WHAT YOU SHOULD DO:
Could you give the data below again, exactly and completely?

Point labeling examples
** START **
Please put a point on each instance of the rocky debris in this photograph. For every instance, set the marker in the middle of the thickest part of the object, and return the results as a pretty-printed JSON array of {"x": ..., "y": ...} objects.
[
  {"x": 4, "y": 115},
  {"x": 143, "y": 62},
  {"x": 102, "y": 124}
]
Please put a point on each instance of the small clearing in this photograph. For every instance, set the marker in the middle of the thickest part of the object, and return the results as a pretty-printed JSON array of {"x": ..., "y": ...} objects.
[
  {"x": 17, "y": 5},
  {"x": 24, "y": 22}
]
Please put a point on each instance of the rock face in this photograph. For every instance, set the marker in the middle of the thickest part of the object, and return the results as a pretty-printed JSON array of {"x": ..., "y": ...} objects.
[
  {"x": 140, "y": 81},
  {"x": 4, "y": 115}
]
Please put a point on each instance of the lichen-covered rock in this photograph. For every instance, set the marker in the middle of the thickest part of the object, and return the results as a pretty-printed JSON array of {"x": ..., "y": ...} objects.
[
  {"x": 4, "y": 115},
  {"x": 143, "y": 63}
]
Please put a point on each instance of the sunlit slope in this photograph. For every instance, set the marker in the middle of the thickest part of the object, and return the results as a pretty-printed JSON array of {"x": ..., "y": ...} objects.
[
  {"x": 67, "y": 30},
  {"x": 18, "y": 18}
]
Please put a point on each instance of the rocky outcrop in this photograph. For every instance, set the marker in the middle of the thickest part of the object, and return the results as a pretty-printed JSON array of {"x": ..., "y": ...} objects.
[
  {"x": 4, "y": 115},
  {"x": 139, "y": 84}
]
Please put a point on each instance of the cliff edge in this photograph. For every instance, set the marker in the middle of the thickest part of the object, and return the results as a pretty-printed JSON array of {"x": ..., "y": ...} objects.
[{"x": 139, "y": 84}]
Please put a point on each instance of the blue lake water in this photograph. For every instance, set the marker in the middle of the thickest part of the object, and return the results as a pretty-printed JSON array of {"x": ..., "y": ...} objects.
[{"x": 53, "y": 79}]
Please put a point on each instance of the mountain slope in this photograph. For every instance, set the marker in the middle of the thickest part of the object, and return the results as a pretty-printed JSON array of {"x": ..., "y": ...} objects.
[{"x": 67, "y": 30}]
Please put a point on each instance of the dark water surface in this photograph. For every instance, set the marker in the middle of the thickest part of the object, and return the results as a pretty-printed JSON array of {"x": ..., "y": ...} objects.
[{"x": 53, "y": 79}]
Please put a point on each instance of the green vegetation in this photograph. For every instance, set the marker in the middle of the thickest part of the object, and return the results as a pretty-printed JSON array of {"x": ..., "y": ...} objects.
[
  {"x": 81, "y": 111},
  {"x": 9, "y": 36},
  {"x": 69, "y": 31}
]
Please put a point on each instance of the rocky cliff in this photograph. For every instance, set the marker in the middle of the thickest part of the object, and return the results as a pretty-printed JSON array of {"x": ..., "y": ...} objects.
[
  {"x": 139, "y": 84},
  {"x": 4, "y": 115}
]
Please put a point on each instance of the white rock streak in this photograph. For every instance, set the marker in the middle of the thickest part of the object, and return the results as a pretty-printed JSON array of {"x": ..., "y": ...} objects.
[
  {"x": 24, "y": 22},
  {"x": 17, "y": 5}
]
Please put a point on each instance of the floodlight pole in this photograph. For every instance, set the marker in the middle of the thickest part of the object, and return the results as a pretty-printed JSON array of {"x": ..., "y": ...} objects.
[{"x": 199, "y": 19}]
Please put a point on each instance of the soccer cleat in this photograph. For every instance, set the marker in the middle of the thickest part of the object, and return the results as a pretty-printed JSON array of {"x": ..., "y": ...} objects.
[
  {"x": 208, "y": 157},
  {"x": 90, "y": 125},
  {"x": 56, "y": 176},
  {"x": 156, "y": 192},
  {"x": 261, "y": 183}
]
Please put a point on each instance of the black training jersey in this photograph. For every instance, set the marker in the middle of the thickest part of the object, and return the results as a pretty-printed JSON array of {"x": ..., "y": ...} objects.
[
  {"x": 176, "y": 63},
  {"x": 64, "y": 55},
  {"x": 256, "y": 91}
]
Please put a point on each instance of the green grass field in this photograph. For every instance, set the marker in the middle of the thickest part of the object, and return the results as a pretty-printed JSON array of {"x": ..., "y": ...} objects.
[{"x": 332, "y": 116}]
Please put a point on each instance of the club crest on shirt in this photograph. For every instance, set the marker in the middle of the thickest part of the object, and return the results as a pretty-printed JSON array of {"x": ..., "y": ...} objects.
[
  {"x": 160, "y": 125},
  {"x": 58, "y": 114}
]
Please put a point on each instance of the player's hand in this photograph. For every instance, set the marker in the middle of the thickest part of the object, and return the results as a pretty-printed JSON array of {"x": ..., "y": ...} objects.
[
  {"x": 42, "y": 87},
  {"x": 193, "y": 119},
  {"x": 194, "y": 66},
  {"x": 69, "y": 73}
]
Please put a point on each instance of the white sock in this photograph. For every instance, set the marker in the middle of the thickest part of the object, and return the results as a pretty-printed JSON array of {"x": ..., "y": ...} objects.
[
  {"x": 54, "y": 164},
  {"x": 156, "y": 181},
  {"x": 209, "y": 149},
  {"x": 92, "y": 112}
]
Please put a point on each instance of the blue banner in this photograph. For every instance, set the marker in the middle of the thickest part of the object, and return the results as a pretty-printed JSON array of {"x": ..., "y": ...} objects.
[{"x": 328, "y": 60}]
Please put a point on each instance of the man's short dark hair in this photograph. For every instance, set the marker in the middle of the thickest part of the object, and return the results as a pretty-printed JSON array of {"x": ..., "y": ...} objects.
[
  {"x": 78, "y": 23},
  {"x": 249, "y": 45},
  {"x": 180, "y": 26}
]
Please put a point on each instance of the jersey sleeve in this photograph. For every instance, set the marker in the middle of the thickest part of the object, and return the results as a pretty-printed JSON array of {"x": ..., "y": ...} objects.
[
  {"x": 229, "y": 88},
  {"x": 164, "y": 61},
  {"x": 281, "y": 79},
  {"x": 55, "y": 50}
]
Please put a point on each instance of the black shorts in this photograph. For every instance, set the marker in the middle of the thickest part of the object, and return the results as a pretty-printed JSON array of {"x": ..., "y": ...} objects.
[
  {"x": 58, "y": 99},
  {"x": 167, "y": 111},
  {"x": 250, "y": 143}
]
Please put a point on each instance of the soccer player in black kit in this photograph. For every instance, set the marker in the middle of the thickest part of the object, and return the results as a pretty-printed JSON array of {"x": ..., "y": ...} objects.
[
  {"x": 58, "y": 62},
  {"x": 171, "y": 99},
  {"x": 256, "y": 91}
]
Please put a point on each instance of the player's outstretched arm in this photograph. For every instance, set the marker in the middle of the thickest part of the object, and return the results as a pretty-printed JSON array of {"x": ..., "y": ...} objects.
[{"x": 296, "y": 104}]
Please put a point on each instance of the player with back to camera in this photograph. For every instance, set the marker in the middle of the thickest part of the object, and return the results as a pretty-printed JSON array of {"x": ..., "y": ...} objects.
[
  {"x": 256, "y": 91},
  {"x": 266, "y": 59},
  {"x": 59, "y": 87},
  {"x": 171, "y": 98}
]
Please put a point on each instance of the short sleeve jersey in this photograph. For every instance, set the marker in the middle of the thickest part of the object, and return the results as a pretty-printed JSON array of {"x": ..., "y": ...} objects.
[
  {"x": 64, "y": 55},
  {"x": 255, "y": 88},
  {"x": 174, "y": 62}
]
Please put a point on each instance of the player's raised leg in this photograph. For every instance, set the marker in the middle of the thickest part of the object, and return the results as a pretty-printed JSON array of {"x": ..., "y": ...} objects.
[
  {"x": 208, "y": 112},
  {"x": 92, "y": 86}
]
** END **
EXERCISE RESPONSE:
Please put a point on each instance of the rocky debris in this photograph. For every instance, set the marker in the middle of the thickest part of the object, and return the results as a pretty-printed JSON array of {"x": ..., "y": ...} objects.
[
  {"x": 4, "y": 115},
  {"x": 143, "y": 62},
  {"x": 102, "y": 124}
]
Please put a point on each instance of the small clearing in this photograph. For every instance, set the marker in the middle of the thickest part of the object, and return the results as a pretty-printed JSON array of {"x": ..., "y": ...} objects.
[
  {"x": 17, "y": 5},
  {"x": 24, "y": 22}
]
Please put a point on each instance of the rock face in this photograph. For every instance, set the marker in the middle of the thickest part of the object, and return the results as a pretty-printed JSON array of {"x": ..., "y": ...} objects.
[
  {"x": 140, "y": 81},
  {"x": 4, "y": 115}
]
Please put a point on each instance of the lichen-covered rock in this photograph. For every instance, set the marker in the middle of the thickest part of the object, and return the results as a pretty-printed JSON array of {"x": ..., "y": ...} objects.
[
  {"x": 4, "y": 115},
  {"x": 143, "y": 63}
]
Please put a point on each instance of the sunlit slope in this photograph. For every instance, set the marker in the middle of the thickest part of the object, and return the results as a pretty-printed JSON array of {"x": ..., "y": ...} objects.
[
  {"x": 67, "y": 30},
  {"x": 18, "y": 18}
]
Please put a point on each instance of the rocky outcrop in this photograph. For every instance, set the marker in the middle of the thickest part of the object, and return the results as a pretty-printed JSON array of {"x": ..., "y": ...} objects.
[
  {"x": 4, "y": 115},
  {"x": 139, "y": 84}
]
Please put a point on each instance of the cliff edge in this photograph. For every instance, set the marker in the middle of the thickest part of the object, and return the results as a pretty-printed JSON array of {"x": ..., "y": ...} objects.
[{"x": 139, "y": 84}]
Please put a point on each instance of the blue lake water in this photograph. For every instance, set the marker in the middle of the thickest part of the object, and return the results as a pretty-printed JSON array of {"x": ..., "y": ...} objects.
[{"x": 53, "y": 79}]
Please put a point on each instance of the mountain slope in this photograph. For every instance, set the marker in the middle of the thickest part of the object, and return the results as a pretty-printed JSON array of {"x": ..., "y": ...} objects.
[{"x": 67, "y": 30}]
Please put a point on each instance of the dark water surface in this photograph. For every instance, set the marker in the middle of the thickest part of the object, and return the results as a pretty-printed JSON array of {"x": ..., "y": ...} objects.
[{"x": 53, "y": 79}]
Please put a point on each instance of the green vegetation in this photograph. For every instance, set the marker in the middle of the thickest part of the object, and return the results as a pretty-printed JSON array of {"x": ..., "y": ...} objects.
[
  {"x": 81, "y": 111},
  {"x": 9, "y": 36},
  {"x": 69, "y": 31}
]
Please put a point on each instance of the rocky cliff in this photograph. For every instance, set the marker in the middle of the thickest part of the object, and return the results as a pretty-printed JSON array of {"x": ..., "y": ...} objects.
[
  {"x": 139, "y": 84},
  {"x": 4, "y": 115}
]
Please put a point on each instance of the white rock streak in this photograph. For every instance, set the marker in the middle of the thickest part of the object, and return the results as a pretty-printed JSON array of {"x": ..., "y": ...} objects.
[
  {"x": 24, "y": 22},
  {"x": 17, "y": 5}
]
Please put a point on each instance of the floodlight pole in this photograph. For every instance, set the marker in the middle of the thickest part of the object, and return the results as a pretty-printed JSON array of {"x": ..., "y": ...} objects.
[{"x": 199, "y": 19}]
Please put a point on each instance of the soccer cleat in this photograph. For every instance, set the marker in the middle of the thickest part of the object, and return the results as a pretty-printed JSON array of {"x": ..., "y": ...} objects.
[
  {"x": 208, "y": 157},
  {"x": 90, "y": 125},
  {"x": 56, "y": 176},
  {"x": 156, "y": 192},
  {"x": 261, "y": 183}
]
Please put a point on each instance of the black training jersey in this photograph. For every instance, set the marker in the middle of the thickest part of the object, and return the results as a pretty-printed JSON array of {"x": ..., "y": ...} objects.
[
  {"x": 176, "y": 63},
  {"x": 64, "y": 55},
  {"x": 256, "y": 91}
]
Please put a point on each instance of the green grass field in this photograph. For every instance, set the marker in the middle of the thickest part of the object, and return the results as a pretty-printed JSON array of {"x": ..., "y": ...} objects.
[{"x": 332, "y": 116}]
Please put a point on each instance of the club crest on shirt in this photograph. For every instance, set the marker in the middle of the thickest part of the object, and return the results as a pretty-printed JSON array of {"x": ..., "y": ...} objects.
[
  {"x": 160, "y": 125},
  {"x": 58, "y": 114}
]
Please put a point on each instance of the player's hand in this photograph. For every instance, set the marker in the middle of the thickest part of the object, and return the results as a pretty-printed JSON array of {"x": ..., "y": ...} objects.
[
  {"x": 42, "y": 87},
  {"x": 193, "y": 119},
  {"x": 194, "y": 66},
  {"x": 69, "y": 73}
]
Please put a point on each instance of the white sock in this photograph. For every instance, set the marker in the middle of the thickest part of the object, and return the results as a pretty-printed JSON array of {"x": ..., "y": ...} objects.
[
  {"x": 54, "y": 164},
  {"x": 156, "y": 181},
  {"x": 209, "y": 149},
  {"x": 92, "y": 112}
]
Please put a point on each instance of the blue banner in this photograph. For every instance, set the marker in the middle of the thickest part of the object, and return the results as a pretty-printed JSON array of {"x": ..., "y": ...} objects.
[{"x": 328, "y": 60}]
Please put a point on each instance of the man's short dark hair in this photograph. For every instance, set the marker in the middle of the thickest part of the object, and return the results as a pretty-printed JSON array of {"x": ..., "y": ...} objects.
[
  {"x": 78, "y": 23},
  {"x": 249, "y": 45},
  {"x": 180, "y": 26}
]
Please put a point on each instance of the jersey sleeve in this photograph. For every instance, set the marker in the middle of the thickest part of the object, and return the results as a pretty-printed JSON array of {"x": ..., "y": ...} objects.
[
  {"x": 229, "y": 88},
  {"x": 164, "y": 61},
  {"x": 281, "y": 79},
  {"x": 55, "y": 50}
]
Please put a point on each instance of the black shorts in this photograph. For every instance, set the marker in the middle of the thickest part of the object, and return the results as a pretty-printed JSON array of {"x": ..., "y": ...} objects.
[
  {"x": 58, "y": 99},
  {"x": 167, "y": 111},
  {"x": 250, "y": 143}
]
Please put a point on each instance of the soccer player in black kit in this photograph. For every instance, set the marker in the middle of the thickest part of the object, and return the results as a pretty-printed JSON array of {"x": ..., "y": ...} objects.
[
  {"x": 58, "y": 62},
  {"x": 171, "y": 99},
  {"x": 256, "y": 91}
]
Please put a point on each instance of the player's outstretched arm in this photograph. For every instance, set the marker in the middle of the thickest part of the object, and return the results as a pretty-printed JSON array of {"x": ..., "y": ...} objects.
[{"x": 296, "y": 104}]
Please put a point on each instance of the player with back to camera in this photograph. For every instance, set the marker in the middle of the thickest part of the object, and return the results as a pretty-printed JSON array of {"x": ..., "y": ...} objects.
[
  {"x": 256, "y": 91},
  {"x": 266, "y": 59},
  {"x": 59, "y": 87},
  {"x": 171, "y": 98}
]
Please put a point on each instance of the short sleeve jersey in this photograph. For every instance, set the marker in the middle of the thickest part of the object, and return the results as a pretty-printed JSON array of {"x": ..., "y": ...} objects.
[
  {"x": 64, "y": 55},
  {"x": 255, "y": 88},
  {"x": 174, "y": 62}
]
Please put a point on each instance of the player's raised leg in this photograph. For every instance, set the marker in the middle of the thickest part of the object, and return the results as a pretty-printed JSON array of {"x": ..., "y": ...} objects.
[
  {"x": 208, "y": 112},
  {"x": 92, "y": 86}
]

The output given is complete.